### PROMPT:
Quote the lines from the line holding "the glowing golden" to the very end of the listing, exactly, and no others.

### RAW RECORDS:
========================================
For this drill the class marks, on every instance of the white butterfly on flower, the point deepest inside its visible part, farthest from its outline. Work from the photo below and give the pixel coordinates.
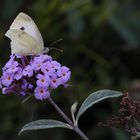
(25, 36)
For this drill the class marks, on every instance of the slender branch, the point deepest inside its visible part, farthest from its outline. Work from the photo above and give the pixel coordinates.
(75, 127)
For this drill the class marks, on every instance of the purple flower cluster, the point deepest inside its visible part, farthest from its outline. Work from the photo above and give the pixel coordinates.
(36, 75)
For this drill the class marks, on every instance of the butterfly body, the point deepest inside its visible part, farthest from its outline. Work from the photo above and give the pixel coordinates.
(25, 36)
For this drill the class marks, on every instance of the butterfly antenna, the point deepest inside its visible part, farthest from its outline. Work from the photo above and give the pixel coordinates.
(53, 48)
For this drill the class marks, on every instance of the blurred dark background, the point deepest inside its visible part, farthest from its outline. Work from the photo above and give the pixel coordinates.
(101, 46)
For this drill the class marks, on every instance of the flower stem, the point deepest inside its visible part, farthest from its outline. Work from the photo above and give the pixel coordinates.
(75, 127)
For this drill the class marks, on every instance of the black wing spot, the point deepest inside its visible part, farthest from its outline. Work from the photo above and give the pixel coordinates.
(22, 28)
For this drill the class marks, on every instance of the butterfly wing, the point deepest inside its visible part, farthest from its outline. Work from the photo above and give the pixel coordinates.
(23, 43)
(25, 35)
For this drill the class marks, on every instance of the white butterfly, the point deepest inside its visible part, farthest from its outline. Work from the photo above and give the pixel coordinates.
(25, 36)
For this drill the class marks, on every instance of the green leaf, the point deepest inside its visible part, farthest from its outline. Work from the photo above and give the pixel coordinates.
(73, 110)
(95, 98)
(43, 124)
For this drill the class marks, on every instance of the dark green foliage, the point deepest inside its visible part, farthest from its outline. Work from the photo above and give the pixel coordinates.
(101, 40)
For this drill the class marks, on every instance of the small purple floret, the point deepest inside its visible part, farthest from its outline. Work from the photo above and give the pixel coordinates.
(35, 75)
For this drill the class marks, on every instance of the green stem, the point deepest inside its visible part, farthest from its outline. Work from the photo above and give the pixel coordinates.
(75, 127)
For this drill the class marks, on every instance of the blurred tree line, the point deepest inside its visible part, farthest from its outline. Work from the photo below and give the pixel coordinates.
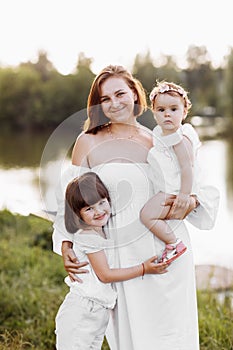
(36, 95)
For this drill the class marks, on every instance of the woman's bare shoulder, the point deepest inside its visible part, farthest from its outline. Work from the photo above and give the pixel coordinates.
(146, 135)
(81, 149)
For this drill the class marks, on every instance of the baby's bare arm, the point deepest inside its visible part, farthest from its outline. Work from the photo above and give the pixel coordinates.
(184, 153)
(155, 208)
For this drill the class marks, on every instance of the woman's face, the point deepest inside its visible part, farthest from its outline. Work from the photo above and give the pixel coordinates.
(117, 100)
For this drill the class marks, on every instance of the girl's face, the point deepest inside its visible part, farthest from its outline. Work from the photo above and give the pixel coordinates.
(169, 111)
(117, 100)
(96, 215)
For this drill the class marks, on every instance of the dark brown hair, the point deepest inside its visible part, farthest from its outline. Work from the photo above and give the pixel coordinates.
(81, 192)
(96, 118)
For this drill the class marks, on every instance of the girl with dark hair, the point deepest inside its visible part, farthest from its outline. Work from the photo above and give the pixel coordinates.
(82, 318)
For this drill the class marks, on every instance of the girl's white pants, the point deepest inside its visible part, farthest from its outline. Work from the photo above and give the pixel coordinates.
(80, 324)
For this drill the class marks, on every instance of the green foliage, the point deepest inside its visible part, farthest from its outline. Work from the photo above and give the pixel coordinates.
(35, 95)
(215, 322)
(32, 288)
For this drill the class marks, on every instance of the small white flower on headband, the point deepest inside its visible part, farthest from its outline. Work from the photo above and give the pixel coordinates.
(166, 88)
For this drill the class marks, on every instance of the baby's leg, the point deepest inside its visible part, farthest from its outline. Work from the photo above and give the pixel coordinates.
(153, 216)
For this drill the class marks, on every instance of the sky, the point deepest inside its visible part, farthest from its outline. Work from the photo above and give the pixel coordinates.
(112, 31)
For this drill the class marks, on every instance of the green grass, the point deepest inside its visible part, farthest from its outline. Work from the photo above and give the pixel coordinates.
(32, 288)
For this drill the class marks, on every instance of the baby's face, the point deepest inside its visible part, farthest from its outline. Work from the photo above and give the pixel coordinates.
(169, 111)
(96, 215)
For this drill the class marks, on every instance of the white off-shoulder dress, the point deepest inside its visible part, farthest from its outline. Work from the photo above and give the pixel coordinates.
(156, 311)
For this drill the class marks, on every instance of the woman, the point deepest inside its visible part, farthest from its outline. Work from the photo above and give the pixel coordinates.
(156, 311)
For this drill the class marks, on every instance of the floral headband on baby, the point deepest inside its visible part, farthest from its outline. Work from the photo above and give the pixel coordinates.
(165, 87)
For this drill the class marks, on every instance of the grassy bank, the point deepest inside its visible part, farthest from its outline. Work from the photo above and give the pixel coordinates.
(32, 288)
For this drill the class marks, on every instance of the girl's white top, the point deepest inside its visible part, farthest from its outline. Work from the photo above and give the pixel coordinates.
(92, 288)
(165, 168)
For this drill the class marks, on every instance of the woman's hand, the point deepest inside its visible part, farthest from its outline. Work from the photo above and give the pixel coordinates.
(71, 263)
(151, 267)
(179, 213)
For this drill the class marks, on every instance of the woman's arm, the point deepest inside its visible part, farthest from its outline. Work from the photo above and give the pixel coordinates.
(62, 240)
(100, 265)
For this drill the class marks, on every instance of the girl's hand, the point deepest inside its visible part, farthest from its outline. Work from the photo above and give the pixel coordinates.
(182, 201)
(71, 263)
(151, 267)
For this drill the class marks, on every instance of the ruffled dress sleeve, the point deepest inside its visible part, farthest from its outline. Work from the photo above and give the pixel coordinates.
(60, 233)
(204, 216)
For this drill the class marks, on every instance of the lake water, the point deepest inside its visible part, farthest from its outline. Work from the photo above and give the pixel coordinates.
(28, 179)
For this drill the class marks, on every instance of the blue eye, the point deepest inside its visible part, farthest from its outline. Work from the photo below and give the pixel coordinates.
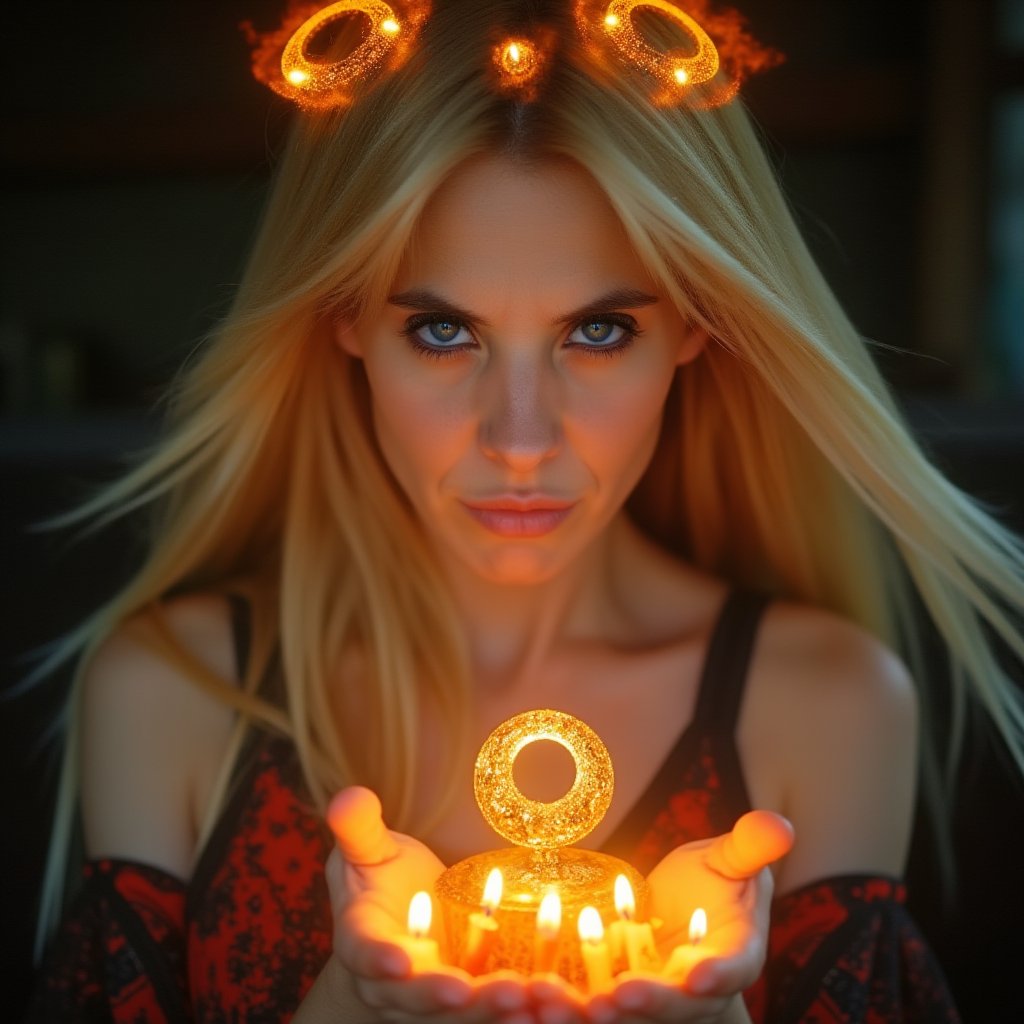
(441, 332)
(437, 335)
(599, 332)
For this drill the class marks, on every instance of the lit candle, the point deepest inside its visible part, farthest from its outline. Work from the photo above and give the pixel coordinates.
(635, 939)
(482, 927)
(594, 950)
(685, 957)
(422, 949)
(549, 923)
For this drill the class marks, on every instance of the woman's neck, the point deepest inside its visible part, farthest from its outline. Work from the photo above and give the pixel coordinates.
(513, 631)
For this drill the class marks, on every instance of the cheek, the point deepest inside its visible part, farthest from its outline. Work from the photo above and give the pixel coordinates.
(624, 421)
(419, 435)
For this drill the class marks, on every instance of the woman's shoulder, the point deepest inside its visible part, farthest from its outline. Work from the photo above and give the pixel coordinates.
(151, 734)
(835, 711)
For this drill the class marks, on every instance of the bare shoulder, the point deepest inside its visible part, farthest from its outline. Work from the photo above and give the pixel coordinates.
(148, 734)
(837, 715)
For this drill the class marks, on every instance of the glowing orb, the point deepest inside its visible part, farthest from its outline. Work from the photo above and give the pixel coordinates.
(530, 822)
(672, 71)
(518, 64)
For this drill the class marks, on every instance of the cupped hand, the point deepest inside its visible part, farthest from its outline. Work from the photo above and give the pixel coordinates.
(728, 877)
(372, 875)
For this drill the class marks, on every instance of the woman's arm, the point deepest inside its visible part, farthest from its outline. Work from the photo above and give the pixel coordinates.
(845, 738)
(153, 739)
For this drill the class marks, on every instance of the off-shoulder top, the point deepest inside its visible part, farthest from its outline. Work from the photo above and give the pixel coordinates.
(244, 939)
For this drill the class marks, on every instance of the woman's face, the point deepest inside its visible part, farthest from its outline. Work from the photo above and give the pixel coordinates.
(519, 369)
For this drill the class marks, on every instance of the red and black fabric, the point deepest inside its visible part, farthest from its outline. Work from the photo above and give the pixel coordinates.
(248, 937)
(120, 955)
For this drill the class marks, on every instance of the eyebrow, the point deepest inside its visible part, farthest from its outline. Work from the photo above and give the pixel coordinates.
(619, 298)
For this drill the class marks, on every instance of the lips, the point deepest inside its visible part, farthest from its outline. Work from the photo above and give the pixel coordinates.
(519, 517)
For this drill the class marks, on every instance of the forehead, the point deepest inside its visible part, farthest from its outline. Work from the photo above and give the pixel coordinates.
(498, 223)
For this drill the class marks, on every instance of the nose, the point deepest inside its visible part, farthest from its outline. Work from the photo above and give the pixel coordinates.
(519, 422)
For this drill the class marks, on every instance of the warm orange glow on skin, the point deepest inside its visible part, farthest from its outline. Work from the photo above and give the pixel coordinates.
(698, 925)
(757, 840)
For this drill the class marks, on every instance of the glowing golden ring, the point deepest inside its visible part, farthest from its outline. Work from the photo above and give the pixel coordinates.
(315, 81)
(679, 71)
(530, 822)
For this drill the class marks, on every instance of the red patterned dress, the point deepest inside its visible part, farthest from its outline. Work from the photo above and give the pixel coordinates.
(246, 937)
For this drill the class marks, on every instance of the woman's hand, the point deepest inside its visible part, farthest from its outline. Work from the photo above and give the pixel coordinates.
(372, 876)
(728, 877)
========================================
### FULL OUTPUT:
For this drill the class marks, on every instance of the glowing golden ring, the point deepest inside its visible part, farthest from its outline. Work from the photo above and give the pixel coordinates.
(315, 81)
(679, 71)
(530, 822)
For this drill the class marks, on every instance of the red patterned dress, the point deepest inside its visible part, farthest from its outline. Work from the photo above and give the pixel coordinates.
(246, 937)
For this drill the class marks, on every instance of the woman's hand, the point deepest inside its visible part, farthest from its outline. Work from the photo above and give the pixel coordinates.
(372, 876)
(728, 877)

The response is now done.